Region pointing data
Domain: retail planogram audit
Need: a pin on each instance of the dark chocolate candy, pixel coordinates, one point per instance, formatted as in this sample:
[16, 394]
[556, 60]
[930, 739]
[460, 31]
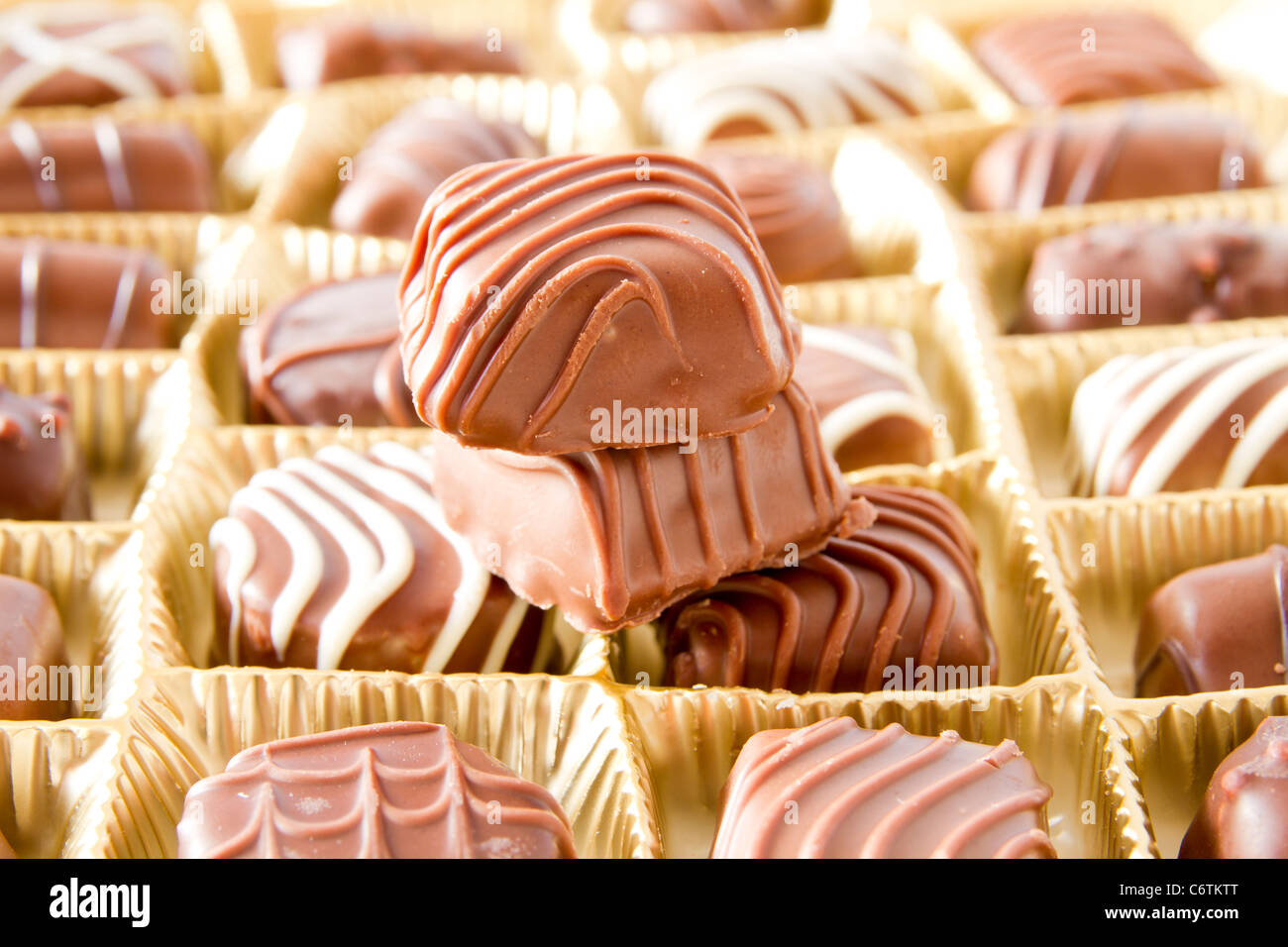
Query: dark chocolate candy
[393, 789]
[1216, 628]
[540, 295]
[835, 789]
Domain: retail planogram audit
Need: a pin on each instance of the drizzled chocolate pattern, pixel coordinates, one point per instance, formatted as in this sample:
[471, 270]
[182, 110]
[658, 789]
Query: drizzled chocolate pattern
[880, 793]
[1131, 153]
[540, 292]
[1183, 419]
[394, 789]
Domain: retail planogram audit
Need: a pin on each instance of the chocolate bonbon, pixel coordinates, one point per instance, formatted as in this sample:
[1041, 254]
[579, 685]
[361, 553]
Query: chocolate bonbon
[1216, 628]
[539, 295]
[854, 792]
[394, 789]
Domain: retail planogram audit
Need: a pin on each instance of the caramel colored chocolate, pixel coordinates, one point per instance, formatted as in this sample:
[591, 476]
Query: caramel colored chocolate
[541, 296]
[901, 594]
[411, 155]
[1183, 419]
[329, 355]
[31, 638]
[1133, 153]
[99, 165]
[1085, 56]
[42, 472]
[344, 47]
[613, 538]
[59, 294]
[1215, 628]
[1157, 273]
[1244, 812]
[391, 789]
[89, 54]
[835, 789]
[343, 561]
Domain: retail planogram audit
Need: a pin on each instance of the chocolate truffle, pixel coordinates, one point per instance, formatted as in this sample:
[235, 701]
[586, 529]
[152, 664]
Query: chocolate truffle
[1083, 56]
[31, 643]
[1244, 812]
[42, 471]
[95, 163]
[794, 211]
[835, 789]
[812, 78]
[89, 54]
[1155, 273]
[344, 47]
[343, 561]
[539, 295]
[391, 789]
[1215, 628]
[416, 151]
[614, 536]
[60, 294]
[327, 354]
[872, 403]
[1117, 157]
[1183, 419]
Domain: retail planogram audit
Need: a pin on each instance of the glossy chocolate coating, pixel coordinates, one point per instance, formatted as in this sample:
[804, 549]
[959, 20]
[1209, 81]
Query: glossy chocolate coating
[835, 789]
[95, 163]
[31, 635]
[59, 294]
[1128, 154]
[1047, 60]
[391, 789]
[1215, 628]
[343, 561]
[537, 294]
[344, 47]
[613, 538]
[411, 155]
[42, 472]
[329, 354]
[1244, 812]
[1205, 270]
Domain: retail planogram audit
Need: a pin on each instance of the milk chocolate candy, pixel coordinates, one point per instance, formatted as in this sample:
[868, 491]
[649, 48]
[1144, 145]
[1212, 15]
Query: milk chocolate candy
[1085, 56]
[1155, 273]
[60, 294]
[411, 155]
[613, 538]
[872, 405]
[329, 355]
[42, 471]
[812, 78]
[540, 295]
[1183, 419]
[1216, 628]
[892, 605]
[391, 789]
[95, 163]
[880, 793]
[31, 644]
[344, 47]
[794, 211]
[1128, 154]
[1244, 812]
[343, 561]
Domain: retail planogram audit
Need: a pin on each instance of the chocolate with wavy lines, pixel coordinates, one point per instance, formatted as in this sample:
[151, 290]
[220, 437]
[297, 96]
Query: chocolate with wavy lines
[390, 789]
[537, 294]
[1183, 419]
[1126, 154]
[343, 561]
[835, 789]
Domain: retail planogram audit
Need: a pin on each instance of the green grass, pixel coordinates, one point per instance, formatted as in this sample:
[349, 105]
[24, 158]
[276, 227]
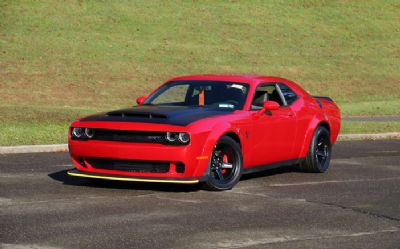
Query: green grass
[61, 59]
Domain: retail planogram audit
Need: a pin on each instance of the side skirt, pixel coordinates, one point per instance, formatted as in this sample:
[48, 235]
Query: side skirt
[258, 168]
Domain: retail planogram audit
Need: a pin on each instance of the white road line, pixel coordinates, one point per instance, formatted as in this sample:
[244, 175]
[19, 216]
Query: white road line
[333, 181]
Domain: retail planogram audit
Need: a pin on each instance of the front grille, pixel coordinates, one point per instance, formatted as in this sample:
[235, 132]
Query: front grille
[129, 165]
[129, 136]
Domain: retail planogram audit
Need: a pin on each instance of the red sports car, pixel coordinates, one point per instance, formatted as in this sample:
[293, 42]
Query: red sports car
[210, 129]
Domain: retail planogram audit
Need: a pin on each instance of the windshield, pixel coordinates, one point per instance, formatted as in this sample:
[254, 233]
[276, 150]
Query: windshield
[211, 94]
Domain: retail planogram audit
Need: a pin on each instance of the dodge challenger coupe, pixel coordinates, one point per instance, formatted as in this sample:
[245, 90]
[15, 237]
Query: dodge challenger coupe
[208, 129]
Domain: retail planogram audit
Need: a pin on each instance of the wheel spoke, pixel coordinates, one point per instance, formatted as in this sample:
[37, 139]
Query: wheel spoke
[219, 173]
[226, 165]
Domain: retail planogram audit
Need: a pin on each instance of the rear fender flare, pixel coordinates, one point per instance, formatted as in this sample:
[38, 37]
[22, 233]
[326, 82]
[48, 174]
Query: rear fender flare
[315, 121]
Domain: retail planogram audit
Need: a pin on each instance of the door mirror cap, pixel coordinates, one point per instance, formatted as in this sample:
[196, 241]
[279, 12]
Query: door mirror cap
[270, 105]
[140, 100]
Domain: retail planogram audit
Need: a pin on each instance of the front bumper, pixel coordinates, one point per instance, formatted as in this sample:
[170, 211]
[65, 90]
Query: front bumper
[194, 158]
[78, 173]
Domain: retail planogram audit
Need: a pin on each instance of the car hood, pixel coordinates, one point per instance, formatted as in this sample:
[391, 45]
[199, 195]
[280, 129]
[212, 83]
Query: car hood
[172, 115]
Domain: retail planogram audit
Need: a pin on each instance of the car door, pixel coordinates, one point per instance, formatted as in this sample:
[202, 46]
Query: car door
[273, 132]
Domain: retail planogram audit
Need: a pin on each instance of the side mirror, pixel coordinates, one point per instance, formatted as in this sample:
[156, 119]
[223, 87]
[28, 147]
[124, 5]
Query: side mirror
[270, 105]
[140, 100]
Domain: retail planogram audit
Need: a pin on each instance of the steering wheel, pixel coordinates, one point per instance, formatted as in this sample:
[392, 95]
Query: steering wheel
[233, 102]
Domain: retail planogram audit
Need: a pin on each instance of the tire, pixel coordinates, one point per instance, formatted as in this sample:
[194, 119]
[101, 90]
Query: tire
[225, 166]
[319, 153]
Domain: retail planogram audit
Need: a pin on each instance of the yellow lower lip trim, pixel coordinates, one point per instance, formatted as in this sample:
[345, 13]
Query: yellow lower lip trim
[133, 179]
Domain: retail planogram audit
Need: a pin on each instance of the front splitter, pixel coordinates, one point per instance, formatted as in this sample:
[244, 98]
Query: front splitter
[77, 173]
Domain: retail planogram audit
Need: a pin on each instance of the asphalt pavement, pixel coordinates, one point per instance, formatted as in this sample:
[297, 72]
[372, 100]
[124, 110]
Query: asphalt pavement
[356, 204]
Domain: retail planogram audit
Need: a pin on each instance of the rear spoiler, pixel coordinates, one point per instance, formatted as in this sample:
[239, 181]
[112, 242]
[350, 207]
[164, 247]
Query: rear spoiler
[323, 97]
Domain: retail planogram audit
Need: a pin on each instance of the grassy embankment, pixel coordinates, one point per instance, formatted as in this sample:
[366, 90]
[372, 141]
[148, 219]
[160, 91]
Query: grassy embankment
[61, 60]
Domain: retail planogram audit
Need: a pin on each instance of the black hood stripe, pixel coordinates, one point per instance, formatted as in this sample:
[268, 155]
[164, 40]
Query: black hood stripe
[172, 115]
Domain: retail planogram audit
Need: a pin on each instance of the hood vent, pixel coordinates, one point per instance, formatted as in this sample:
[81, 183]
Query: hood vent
[137, 115]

Task directions> Would you return the entries verbatim, minus any images?

Expected answer>
Domain: retail planogram audit
Need: a pin on each instance of the dark chocolate candy, pixel coordinates, one point per instance, formatted as in this sample:
[16, 394]
[556, 60]
[930, 739]
[460, 31]
Query: dark chocolate candy
[393, 789]
[1216, 628]
[540, 295]
[835, 789]
Domain: retail planogram audit
Need: a pin on each instance of the drizzled chocolate pattern, pixel coordinates, one point per instance, formatted as in this sample:
[471, 270]
[182, 110]
[658, 789]
Query: drizzled chocolate pattern
[880, 793]
[1131, 153]
[540, 292]
[1183, 419]
[394, 789]
Domain: retail planogram audit
Need: a pin on each instance of the chocolate bonbon, pixel coordinates, one point per instance, formatted as in this sample:
[1041, 254]
[579, 685]
[361, 553]
Query: chocolate bonbon
[1216, 628]
[539, 295]
[854, 792]
[394, 789]
Domain: retail planogram audit
Need: a pin on each instance of the caramel colored chocolate, pixel coordinates, one point per instance, formatted as in this sample:
[591, 476]
Query: caramel colored chocolate
[541, 296]
[901, 594]
[411, 155]
[1183, 419]
[329, 355]
[31, 638]
[1133, 153]
[99, 165]
[1085, 56]
[42, 472]
[344, 47]
[613, 538]
[59, 294]
[1215, 628]
[1157, 273]
[1244, 812]
[391, 789]
[89, 54]
[835, 789]
[343, 561]
Domain: retail planogram audit
Need: a pin on each instance of the chocolate truffle, pixel coordinates, one point per instance, formatted as in this sample:
[235, 701]
[586, 529]
[152, 664]
Query: chocolate truffle
[1083, 56]
[31, 643]
[1244, 812]
[42, 471]
[95, 163]
[794, 211]
[835, 789]
[812, 78]
[89, 54]
[1155, 273]
[344, 47]
[343, 561]
[539, 295]
[391, 789]
[1215, 628]
[416, 151]
[614, 536]
[60, 294]
[327, 354]
[872, 403]
[1117, 157]
[1183, 419]
Domain: retail planogram audit
Need: a pin on each instance of the glossy chocolate coating, pixel coordinates, one point per instance, formatted as in this sample:
[804, 549]
[959, 20]
[1209, 81]
Query: glossy chocolate coating
[835, 789]
[95, 163]
[31, 635]
[59, 294]
[1128, 154]
[1047, 60]
[391, 789]
[1215, 628]
[343, 561]
[537, 294]
[344, 47]
[613, 538]
[411, 155]
[42, 472]
[329, 354]
[1244, 812]
[1205, 270]
Domain: retail planogram audit
Need: a pin on each instance of the milk chocolate candy, pixel coordinates, one point per instance, formatted as in this sample:
[868, 491]
[649, 48]
[1144, 145]
[1212, 15]
Query: milk chocolate candy
[1085, 56]
[1155, 273]
[60, 294]
[411, 155]
[613, 538]
[872, 405]
[329, 355]
[42, 471]
[812, 78]
[540, 295]
[1183, 419]
[1216, 628]
[892, 605]
[391, 789]
[95, 163]
[880, 793]
[31, 644]
[344, 47]
[794, 211]
[1128, 154]
[1244, 812]
[343, 561]
Domain: retail planogram audit
Need: a pin on each instance of the chocolate with wavy lines, pixel coordinates, one point per instance, formatted as in this sample:
[151, 290]
[220, 437]
[297, 96]
Query: chocolate with wavy lines
[390, 789]
[537, 294]
[1183, 419]
[1126, 154]
[343, 561]
[835, 789]
Domain: retail planogram audit
Need: a pin on each instance of the green grass, pixel coordinates, one point per instance, formatted as in this sample:
[349, 105]
[24, 158]
[276, 227]
Query: green grass
[61, 59]
Domain: retail planogram audit
Need: a pin on each instance of the side skirt, pixel coordinates, one point per instance, formatted as in this sample:
[48, 235]
Query: side skirt
[258, 168]
Domain: retail planogram audit
Need: a pin on each instance of the white road line, pixel coordinates, one point per instance, formatted as in this sample:
[244, 175]
[19, 216]
Query: white road line
[333, 181]
Domain: retail planogram audit
Need: a pin on each instance of the front grille, pixel coordinates, one point per instance, formatted as in this sample:
[235, 132]
Query: front grille
[129, 165]
[129, 136]
Domain: retail planogram audit
Need: a pin on each instance of the red sports car, pixel coordinates, one point per instance, formatted as in this sample:
[293, 42]
Query: red sports car
[210, 129]
Domain: retail planogram audit
Need: a pin on each instance of the windshield, pixel coordinates, one point per instance, formatted as in this sample:
[254, 233]
[276, 150]
Query: windshield
[211, 94]
Domain: retail planogram audit
Need: a pin on each instance of the dodge challenger coupe, pixel coordinates, one point per instance, formatted as in this sample:
[245, 90]
[15, 237]
Query: dodge challenger coupe
[208, 129]
Domain: retail planogram audit
Need: a pin on each instance of the wheel spoke, pixel coordinates, one point per instance, formatted as in this sample:
[37, 139]
Query: wheel spoke
[219, 173]
[226, 165]
Domain: retail planogram audit
Need: a pin on each instance of the rear fender flare, pixel coordinates, one point per instance, formatted as in this sample:
[38, 37]
[22, 233]
[326, 82]
[48, 174]
Query: rear fender flare
[315, 121]
Domain: retail planogram audit
Need: a pin on each instance of the door mirror cap, pixel coordinates, one point per instance, formatted as in this sample:
[196, 241]
[279, 12]
Query: door mirror cap
[270, 105]
[140, 100]
Domain: retail planogram audit
Need: a pin on each instance of the front bumper, pixel coordinates, one point per instance, formatted as in this sample:
[170, 211]
[65, 90]
Query: front bumper
[194, 158]
[78, 173]
Domain: retail planogram audit
Need: a pin on each instance of the car hood, pixel coordinates, one point per instance, formatted as in this sample:
[391, 45]
[199, 195]
[280, 129]
[212, 83]
Query: car hood
[172, 115]
Domain: retail planogram audit
Need: a pin on each instance of the car door, pixel coordinates, one point per instance, formatted as in this sample:
[202, 46]
Query: car door
[273, 132]
Domain: retail planogram audit
Need: a pin on each instance of the side mirror, pixel coordinates, one point per instance, formatted as in this sample:
[156, 119]
[223, 87]
[28, 147]
[124, 5]
Query: side mirror
[270, 105]
[140, 100]
Domain: retail planogram audit
Need: a pin on each instance of the steering wheel, pixel coordinates, one point per instance, formatted as in this sample:
[392, 95]
Query: steering wheel
[233, 102]
Domain: retail planogram audit
Need: a pin on each instance of the tire, pixel coordinates, one point per instance, formatted as in this sample:
[194, 119]
[101, 90]
Query: tire
[225, 166]
[319, 153]
Domain: retail planogram audit
Need: a pin on each instance of the yellow lower lip trim, pixel coordinates, one point per instance, formatted as in this sample:
[345, 13]
Query: yellow lower lip trim
[133, 179]
Domain: retail planogram audit
Need: a pin on each instance of the front splitter, pixel coordinates, one point per instance, formatted as in this sample:
[244, 98]
Query: front splitter
[77, 173]
Domain: retail planogram audit
Need: a pin on each instance of the asphalt pavement, pixel coordinates, one point per instance, formatted as in this sample:
[297, 72]
[372, 100]
[124, 110]
Query: asphalt pavement
[356, 204]
Domain: retail planogram audit
Need: a pin on each instance of the rear spoiler, pixel coordinates, one point per instance, formatted as in this sample:
[239, 181]
[112, 242]
[350, 207]
[164, 247]
Query: rear spoiler
[323, 97]
Domain: retail planogram audit
Need: a pin on each instance of the grassy embankment, pixel coordinates, one point per instance, formatted as in this sample:
[366, 90]
[372, 141]
[148, 219]
[160, 91]
Query: grassy embankment
[61, 60]
Domain: retail planogram audit
Need: a pin on each instance of the black hood stripe, pixel coordinates, one point per instance, formatted as in this sample:
[268, 155]
[164, 40]
Query: black hood stripe
[172, 115]
Domain: retail planogram audit
Need: a pin on each instance of the hood vent, pixel coordinates, one point per instance, formatted as in this sample:
[81, 183]
Query: hood vent
[137, 115]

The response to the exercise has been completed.